_WORK INSTRUCTIONS_
Please retype, character for character, the part of the records that starts with the line containing "Task: mark each instance of the horizon" and runs through their end.

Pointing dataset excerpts
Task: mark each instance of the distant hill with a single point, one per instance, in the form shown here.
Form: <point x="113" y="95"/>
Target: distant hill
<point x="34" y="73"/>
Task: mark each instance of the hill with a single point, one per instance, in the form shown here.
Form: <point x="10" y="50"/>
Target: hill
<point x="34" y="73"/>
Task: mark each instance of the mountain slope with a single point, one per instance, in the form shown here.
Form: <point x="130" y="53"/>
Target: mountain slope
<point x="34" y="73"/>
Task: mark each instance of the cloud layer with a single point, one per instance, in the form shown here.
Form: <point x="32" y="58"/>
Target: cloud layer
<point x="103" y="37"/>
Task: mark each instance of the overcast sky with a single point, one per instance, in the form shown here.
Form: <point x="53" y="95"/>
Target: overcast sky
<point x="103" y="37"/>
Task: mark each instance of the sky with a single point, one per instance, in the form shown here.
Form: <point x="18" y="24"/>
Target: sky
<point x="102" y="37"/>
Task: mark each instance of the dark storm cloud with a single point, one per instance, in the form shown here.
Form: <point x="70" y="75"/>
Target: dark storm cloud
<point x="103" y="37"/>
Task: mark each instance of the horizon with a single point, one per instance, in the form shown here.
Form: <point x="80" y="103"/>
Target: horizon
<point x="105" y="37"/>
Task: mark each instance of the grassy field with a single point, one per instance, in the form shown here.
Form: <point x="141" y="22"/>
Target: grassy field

_TASK OUTPUT_
Task: mark each instance of the horizon with a single point, one per instance, in the form shown here.
Form: <point x="80" y="103"/>
Target: horizon
<point x="105" y="37"/>
Task: mark each instance of the grassy field with a single point, one per instance, in the form shown here.
Form: <point x="141" y="22"/>
Target: grassy field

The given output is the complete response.